▶ [WHAT TO WORK ON] Retyping the records exactly is the whole task.

▶ [RECORDS]
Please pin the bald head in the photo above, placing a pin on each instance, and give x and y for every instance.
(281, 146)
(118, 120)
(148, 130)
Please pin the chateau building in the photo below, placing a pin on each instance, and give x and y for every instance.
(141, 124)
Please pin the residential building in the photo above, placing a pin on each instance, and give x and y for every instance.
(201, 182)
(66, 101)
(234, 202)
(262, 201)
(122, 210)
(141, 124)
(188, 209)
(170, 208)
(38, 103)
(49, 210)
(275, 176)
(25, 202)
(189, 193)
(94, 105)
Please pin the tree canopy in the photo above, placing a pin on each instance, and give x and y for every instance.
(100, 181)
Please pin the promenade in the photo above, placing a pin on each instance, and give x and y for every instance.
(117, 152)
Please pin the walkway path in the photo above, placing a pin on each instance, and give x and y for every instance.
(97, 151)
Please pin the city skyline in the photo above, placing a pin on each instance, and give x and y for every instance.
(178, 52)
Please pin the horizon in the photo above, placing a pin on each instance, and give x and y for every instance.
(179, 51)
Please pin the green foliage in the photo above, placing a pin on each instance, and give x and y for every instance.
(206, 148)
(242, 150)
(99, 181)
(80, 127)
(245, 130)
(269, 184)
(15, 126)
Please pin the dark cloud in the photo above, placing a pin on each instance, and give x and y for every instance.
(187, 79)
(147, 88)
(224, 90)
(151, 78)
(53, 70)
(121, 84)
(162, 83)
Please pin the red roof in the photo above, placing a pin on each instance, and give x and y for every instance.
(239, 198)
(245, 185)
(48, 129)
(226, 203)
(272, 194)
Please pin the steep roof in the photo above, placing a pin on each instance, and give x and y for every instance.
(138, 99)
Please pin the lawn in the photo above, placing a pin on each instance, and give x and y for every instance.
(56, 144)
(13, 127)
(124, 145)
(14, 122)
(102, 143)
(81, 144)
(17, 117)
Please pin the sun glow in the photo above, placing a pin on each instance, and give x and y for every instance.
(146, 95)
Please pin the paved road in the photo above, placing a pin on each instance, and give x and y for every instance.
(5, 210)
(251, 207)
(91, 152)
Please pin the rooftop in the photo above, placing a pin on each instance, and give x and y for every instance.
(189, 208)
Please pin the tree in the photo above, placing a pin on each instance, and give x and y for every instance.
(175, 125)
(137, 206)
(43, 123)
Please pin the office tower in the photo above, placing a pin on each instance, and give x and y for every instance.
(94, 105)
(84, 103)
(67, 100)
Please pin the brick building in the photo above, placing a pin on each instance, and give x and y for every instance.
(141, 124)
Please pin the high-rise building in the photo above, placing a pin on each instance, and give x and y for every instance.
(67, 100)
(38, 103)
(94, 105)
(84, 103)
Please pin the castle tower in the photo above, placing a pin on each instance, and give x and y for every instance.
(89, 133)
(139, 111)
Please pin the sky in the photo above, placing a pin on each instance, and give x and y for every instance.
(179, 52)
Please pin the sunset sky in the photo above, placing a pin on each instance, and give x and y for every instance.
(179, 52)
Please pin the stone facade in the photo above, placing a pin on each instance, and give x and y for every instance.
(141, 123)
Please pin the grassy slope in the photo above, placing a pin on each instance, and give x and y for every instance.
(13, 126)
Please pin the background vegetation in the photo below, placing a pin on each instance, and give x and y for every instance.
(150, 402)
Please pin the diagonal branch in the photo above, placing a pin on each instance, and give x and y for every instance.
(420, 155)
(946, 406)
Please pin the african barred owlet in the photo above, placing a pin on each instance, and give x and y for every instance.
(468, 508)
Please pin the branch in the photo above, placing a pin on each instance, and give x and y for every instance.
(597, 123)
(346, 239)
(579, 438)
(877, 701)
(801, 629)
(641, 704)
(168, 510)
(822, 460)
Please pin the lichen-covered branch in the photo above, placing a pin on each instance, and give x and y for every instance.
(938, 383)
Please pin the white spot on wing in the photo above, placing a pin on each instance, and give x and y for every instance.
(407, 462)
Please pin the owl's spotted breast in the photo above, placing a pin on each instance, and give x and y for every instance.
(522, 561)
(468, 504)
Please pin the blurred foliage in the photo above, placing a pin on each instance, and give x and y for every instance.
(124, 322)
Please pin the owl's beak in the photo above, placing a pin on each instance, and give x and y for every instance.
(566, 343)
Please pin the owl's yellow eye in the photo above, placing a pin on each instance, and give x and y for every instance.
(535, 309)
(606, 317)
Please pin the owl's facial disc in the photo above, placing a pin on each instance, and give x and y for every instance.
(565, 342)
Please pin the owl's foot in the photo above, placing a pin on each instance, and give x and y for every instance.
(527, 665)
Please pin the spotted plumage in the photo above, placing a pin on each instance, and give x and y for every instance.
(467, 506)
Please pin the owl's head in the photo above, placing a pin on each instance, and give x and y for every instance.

▶ [YOUR RESPONSE]
Please pin the bald head in the photo above, placing a pin on each instance, and give x and y for every instance.
(281, 146)
(118, 120)
(148, 130)
Please pin the chateau building in the photo below, placing a pin on each instance, and give x and y for every instance.
(141, 124)
Please pin the residential building in the photo above, placing a pin on each instance, and give x and y for every instance.
(201, 182)
(66, 101)
(234, 202)
(262, 201)
(122, 210)
(141, 124)
(188, 209)
(170, 208)
(38, 103)
(49, 210)
(275, 176)
(25, 202)
(189, 193)
(94, 105)
Please pin the tree canopy in the photo above, placing a pin on each instance, and give x and y for every instance.
(100, 181)
Please pin the promenade in the photo above, placing a pin on each instance, and give x and y for every instance.
(117, 152)
Please pin the walkway path in the photo above, placing a pin on each instance, and give x and y for every instance.
(97, 151)
Please pin the city skyline in the photo above, placing a pin on each instance, and give x and y for every instance.
(178, 52)
Please pin the horizon in the photo above, placing a pin on each instance, and give x and y for every instance.
(179, 51)
Please pin the green foliage in the photo above, placing a pin on each instance, and give x and y for every instance.
(206, 148)
(242, 150)
(99, 181)
(80, 127)
(245, 130)
(269, 184)
(15, 126)
Please pin the dark cloud in the photo above, placing a pin on each instance, and give x and y for every instance.
(187, 79)
(147, 88)
(224, 90)
(151, 78)
(53, 70)
(121, 84)
(162, 83)
Please pin the red roof in the photo above, placing a pin on each instance, and give x and y for every instance.
(239, 198)
(245, 185)
(48, 129)
(226, 203)
(272, 194)
Please pin the steep roof in the photo above, placing a pin on each instance, and give x and y for every instance.
(138, 99)
Please pin the lawn in the photo above, placing a pin on each instance, and give x and y for every instance.
(56, 144)
(13, 127)
(124, 145)
(14, 122)
(102, 143)
(81, 144)
(17, 117)
Please pin the sun glow in the photo above, placing a pin on each instance, and give x and y for every instance.
(146, 95)
Please pin the paved road in the photo above, placing a pin on each instance, and give x and y for every instance.
(5, 210)
(251, 207)
(91, 152)
Please pin the rooftop in the photo above, placing a pin on each instance, and give x and y for every instance.
(189, 208)
Please pin the tree in the photo above, placing a pin on each instance, and give x and y for every instance.
(175, 125)
(137, 206)
(43, 123)
Please pin the office tower in the photo above, placing a pin on each instance, and give x and y for every instance.
(94, 105)
(84, 103)
(67, 100)
Please pin the brick building in the photo above, placing a pin on each instance, and give x and y for every instance.
(141, 124)
Please pin the high-rise building in the photo above, placing a pin on each instance, and give x and y for every instance.
(67, 100)
(38, 103)
(94, 105)
(84, 103)
Please pin the castle tower in the photo above, placing a pin on each instance, and give x and y for every instance.
(89, 133)
(139, 111)
Please pin the sky in the photo above, placing a pin on each instance, and give x and y for every instance.
(179, 52)
Please pin the sunset sky in the photo above, placing a pin on each instance, and give x and y for every instance.
(179, 52)
Please pin the stone facade in the photo above, placing a pin on each instance, and give x and y for every instance.
(141, 123)
Please pin the grassy slope in the photo above, placing a pin on each instance, and give x and y for every instance.
(13, 126)
Please pin the background vegetation in the photo below, placing a pin on each instance, and give x and y for every instance.
(150, 402)
Please pin the diagonal branch in the photo above, placing a pin on each instance, and give x and y for every instance.
(420, 155)
(946, 406)
Please pin the african barred owlet in the photo above, placing a pin on each instance, and give x and y for every instance.
(468, 508)
Please pin the branch in the photo above, placing a pin on each instance, and give x and y for every instance.
(597, 123)
(346, 239)
(579, 438)
(877, 701)
(801, 629)
(641, 704)
(168, 510)
(822, 460)
Please pin the lichen-covered branch in the photo above, placing a pin on each instance, and give x and y for every instance.
(938, 383)
Please pin the white spot on wing in the photo above, placing a pin on each instance, and give x and y for every instance.
(407, 462)
Please pin the owl's spotted breast in the photo above, placing a pin on each instance, and give x and y for every instance.
(522, 561)
(468, 504)
Please pin the blurred foliage in the photo above, placing a pin on each instance, and give x and y for every instance.
(124, 322)
Please pin the owl's beak in the photo above, placing a pin on each instance, and give x and y for every instance.
(566, 343)
Please pin the owl's yellow eye in the photo above, placing a pin on each instance, and give x and y for every instance.
(535, 309)
(606, 317)
Please pin the owl's facial disc in the photo above, placing a pin on each instance, and give x and y for every instance.
(565, 342)
Please pin the owl's foot in the photo above, placing a pin on each instance, and give x and y for every instance.
(527, 665)
Please pin the spotted plumage in the photo above, placing a pin on each instance, and give x and y for every instance.
(467, 506)
Please pin the owl's head in the photo above, placing a pin on each instance, and give x and y for every instance.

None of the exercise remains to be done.